[Provided passage]:

--------------------

I, Kevin B. Marsh, certify that:

1.
I have reviewed this annual report on Form 10-K, as amended, of SCANA Corporation;

2.
Based on my knowledge, this report does not contain any untrue statement of a material fact or omit to state a material fact necessary to make the statements made, in light of the circumstances under which such statements were made, not misleading with respect to the period covered by this report;

3.
Based on my knowledge, the financial statements, and other financial information included in this report, fairly present in all material respects the financial condition, results of operations and cash flows of the registrant as of, and for, the periods presented in this report;

4.
The registrant's other certifying officer and I are responsible for establishing and maintaining disclosure controls and procedures (as defined in Exchange Act Rules 13a-15(e) and 15d-15(e)) and internal control over financial reporting (as defined in Exchange Act Rules 13a-15(f) and 15d-15(f)) for the registrant and have:

(a)

--------------------

[Supplied material]:
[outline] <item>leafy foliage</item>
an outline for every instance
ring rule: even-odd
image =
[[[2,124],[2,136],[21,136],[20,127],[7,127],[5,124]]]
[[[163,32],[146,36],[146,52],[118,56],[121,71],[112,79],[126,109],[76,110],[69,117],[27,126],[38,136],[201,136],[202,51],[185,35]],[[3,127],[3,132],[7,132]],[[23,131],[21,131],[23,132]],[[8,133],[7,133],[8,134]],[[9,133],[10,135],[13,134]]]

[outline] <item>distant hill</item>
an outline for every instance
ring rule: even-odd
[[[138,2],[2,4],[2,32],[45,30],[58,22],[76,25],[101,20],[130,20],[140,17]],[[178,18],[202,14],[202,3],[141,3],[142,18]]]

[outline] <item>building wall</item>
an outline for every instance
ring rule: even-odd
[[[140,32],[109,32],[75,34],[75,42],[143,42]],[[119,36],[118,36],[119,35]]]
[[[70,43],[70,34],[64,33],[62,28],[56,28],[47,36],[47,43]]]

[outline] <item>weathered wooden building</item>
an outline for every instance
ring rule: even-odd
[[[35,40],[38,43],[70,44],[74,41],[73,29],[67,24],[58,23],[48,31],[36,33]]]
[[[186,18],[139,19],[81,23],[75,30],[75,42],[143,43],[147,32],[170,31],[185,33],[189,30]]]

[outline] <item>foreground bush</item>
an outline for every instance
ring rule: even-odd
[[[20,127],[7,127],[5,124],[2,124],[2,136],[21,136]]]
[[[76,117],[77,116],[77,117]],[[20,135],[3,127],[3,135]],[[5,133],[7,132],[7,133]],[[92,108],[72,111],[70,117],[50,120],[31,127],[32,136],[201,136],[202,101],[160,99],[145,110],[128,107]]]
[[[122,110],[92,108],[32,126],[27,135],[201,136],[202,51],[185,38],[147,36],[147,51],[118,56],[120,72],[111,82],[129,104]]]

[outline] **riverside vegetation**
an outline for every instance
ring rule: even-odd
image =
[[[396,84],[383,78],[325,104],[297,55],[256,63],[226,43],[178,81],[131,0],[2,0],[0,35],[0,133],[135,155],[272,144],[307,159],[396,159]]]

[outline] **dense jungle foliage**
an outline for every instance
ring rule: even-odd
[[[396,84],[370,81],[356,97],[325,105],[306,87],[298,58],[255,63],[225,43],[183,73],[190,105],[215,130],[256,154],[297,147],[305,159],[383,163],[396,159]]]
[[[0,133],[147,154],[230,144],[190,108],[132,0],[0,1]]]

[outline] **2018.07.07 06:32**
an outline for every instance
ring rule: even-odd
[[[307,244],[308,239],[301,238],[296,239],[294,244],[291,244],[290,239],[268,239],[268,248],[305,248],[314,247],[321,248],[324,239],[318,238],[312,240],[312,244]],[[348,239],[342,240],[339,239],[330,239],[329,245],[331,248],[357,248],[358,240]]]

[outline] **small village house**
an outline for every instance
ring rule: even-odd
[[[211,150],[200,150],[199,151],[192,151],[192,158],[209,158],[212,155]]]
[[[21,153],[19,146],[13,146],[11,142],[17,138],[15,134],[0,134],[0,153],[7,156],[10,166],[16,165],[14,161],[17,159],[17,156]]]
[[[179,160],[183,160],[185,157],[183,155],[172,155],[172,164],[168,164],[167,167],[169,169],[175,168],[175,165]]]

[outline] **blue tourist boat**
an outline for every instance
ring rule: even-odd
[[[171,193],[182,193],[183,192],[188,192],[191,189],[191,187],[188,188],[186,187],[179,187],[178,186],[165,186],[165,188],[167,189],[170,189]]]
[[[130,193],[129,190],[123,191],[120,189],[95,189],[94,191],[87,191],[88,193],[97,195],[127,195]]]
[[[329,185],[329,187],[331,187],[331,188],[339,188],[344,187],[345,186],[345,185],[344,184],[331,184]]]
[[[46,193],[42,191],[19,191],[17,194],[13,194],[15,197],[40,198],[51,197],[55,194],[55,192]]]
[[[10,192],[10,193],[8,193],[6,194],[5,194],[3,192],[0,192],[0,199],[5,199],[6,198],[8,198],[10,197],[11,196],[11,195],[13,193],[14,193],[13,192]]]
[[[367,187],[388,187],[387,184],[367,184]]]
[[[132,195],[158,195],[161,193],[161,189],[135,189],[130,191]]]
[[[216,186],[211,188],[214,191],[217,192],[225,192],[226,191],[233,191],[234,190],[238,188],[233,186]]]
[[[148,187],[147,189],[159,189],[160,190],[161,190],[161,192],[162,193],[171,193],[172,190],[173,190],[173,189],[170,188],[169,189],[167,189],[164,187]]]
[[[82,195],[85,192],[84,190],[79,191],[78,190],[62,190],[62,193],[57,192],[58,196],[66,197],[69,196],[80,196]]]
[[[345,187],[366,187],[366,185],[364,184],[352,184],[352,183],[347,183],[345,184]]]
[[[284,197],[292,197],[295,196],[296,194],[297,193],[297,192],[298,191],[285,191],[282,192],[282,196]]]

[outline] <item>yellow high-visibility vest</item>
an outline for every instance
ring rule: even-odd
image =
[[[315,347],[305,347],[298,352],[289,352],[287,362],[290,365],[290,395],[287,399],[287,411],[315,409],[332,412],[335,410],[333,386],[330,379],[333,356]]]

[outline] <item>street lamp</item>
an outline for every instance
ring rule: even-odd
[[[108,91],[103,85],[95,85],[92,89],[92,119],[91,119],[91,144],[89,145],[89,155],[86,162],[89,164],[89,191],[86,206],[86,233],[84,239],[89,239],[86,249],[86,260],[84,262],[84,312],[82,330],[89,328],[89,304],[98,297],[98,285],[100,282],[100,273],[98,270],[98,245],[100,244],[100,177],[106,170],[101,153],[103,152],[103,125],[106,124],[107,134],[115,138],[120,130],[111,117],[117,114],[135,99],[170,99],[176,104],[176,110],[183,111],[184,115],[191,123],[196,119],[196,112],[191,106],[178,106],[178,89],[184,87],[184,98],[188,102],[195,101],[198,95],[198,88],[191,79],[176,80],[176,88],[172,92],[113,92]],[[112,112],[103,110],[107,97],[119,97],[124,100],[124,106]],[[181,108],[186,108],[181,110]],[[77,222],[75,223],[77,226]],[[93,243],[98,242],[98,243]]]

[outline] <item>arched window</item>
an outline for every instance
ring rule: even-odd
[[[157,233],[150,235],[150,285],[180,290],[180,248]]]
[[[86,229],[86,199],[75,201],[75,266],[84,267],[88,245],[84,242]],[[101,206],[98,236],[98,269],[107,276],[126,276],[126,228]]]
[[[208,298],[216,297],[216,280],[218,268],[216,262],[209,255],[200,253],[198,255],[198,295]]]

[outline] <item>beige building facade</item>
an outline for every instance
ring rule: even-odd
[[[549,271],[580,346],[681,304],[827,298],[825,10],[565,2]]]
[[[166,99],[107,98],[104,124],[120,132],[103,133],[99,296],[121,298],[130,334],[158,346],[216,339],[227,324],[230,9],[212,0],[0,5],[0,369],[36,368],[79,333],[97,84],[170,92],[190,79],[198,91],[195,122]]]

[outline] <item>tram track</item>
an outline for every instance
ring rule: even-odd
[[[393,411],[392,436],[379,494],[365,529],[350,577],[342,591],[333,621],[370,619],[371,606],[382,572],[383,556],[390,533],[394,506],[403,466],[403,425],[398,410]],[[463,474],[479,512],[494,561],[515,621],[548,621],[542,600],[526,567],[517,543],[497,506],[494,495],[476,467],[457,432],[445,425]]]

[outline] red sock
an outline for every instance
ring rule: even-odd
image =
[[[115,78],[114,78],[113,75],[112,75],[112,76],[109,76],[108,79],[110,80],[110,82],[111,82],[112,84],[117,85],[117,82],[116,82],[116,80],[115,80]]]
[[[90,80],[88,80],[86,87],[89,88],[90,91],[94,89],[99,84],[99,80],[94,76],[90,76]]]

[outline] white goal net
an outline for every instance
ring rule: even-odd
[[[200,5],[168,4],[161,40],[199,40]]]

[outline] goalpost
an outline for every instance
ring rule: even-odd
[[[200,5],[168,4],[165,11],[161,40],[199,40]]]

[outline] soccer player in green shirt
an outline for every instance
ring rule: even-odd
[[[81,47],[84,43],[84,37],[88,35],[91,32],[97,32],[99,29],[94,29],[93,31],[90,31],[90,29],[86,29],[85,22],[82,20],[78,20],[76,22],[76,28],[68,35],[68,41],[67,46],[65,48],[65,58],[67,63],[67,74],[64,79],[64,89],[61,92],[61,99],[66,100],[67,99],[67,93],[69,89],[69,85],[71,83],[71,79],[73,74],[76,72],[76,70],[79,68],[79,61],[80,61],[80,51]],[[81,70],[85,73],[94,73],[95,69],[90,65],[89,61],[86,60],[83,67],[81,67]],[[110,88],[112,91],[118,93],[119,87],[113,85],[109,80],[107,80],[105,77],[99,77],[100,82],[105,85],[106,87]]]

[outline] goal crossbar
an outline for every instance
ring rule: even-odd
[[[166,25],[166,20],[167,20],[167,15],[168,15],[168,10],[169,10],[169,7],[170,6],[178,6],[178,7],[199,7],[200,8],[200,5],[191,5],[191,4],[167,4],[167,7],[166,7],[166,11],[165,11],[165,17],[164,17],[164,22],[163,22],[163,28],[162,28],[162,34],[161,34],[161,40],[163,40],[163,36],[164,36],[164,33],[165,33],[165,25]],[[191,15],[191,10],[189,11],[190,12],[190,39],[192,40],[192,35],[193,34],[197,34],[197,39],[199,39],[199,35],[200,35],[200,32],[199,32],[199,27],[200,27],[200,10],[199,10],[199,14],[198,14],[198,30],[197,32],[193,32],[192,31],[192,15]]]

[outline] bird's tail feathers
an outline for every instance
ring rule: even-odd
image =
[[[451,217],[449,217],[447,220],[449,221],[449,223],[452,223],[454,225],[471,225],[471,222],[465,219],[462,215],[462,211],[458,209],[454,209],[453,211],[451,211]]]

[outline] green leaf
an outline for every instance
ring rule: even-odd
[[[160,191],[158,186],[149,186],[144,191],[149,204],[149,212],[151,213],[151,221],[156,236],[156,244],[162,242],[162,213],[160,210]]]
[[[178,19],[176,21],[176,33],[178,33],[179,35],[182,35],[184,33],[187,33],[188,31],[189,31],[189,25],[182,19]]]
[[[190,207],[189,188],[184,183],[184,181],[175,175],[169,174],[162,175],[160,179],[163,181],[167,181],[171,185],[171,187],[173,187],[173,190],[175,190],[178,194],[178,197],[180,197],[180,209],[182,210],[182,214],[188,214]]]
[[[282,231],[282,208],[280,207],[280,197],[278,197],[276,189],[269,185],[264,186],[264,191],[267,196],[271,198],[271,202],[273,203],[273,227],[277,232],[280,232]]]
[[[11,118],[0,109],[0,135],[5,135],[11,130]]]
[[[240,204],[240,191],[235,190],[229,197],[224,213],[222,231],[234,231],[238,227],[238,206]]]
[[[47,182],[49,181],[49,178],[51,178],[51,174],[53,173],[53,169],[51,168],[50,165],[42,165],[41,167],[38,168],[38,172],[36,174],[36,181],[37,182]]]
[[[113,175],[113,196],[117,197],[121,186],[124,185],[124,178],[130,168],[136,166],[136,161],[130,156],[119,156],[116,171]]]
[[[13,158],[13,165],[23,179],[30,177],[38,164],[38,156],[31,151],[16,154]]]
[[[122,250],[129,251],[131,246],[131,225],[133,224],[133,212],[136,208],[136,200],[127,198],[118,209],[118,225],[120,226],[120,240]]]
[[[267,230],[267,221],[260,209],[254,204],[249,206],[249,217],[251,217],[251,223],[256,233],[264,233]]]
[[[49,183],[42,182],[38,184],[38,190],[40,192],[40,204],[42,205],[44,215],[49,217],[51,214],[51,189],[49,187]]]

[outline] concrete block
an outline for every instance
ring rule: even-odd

--------------------

[Short exercise 1]:
Show every line of the rows that contains the string "foliage", treating uppercase and lowercase as different.
[Short exercise 2]:
Carry the Form 10-K certification text forward from the point where it stops.

[Task answer 1]:
[outline] <item>leafy foliage</item>
[outline] **dense jungle foliage**

[Task answer 2]:
Designed such disclosure controls and procedures, or caused such disclosure controls and procedures to be designed under our supervision, to ensure that material information relating to the registrant, including its consolidated subsidiaries, is made known to us by others within those entities, particularly during the period in which this report is being prepared;

(b)
Designed such internal control over financial reporting, or caused such internal control over financial reporting to be designed under our supervision, to provide reasonable assurance regarding the reliability of financial reporting and the preparation of financial statements for external purposes in accordance with generally accepted accounting principles;

(c)
Evaluated the effectiveness of the registrant's disclosure controls and procedures and presented in this report our conclusions about the effectiveness of the disclosure controls and procedures, as of the end of the period covered by this report based on such evaluation; and

(d)
Disclosed in this report any change in the registrant's internal control over financial reporting that occurred during the registrant's most recent fiscal quarter (the registrant's fourth fiscal quarter in the case of an annual report) that has materially affected, or is reasonably likely to materially affect, the registrant's internal control over financial reporting; and

5.
The registrant's other certifying officer and I have disclosed, based on our most recent evaluation of internal control over financial reporting, to the registrant's auditors and the audit committee of the registrant's board of directors (or persons performing the equivalent functions):

(a)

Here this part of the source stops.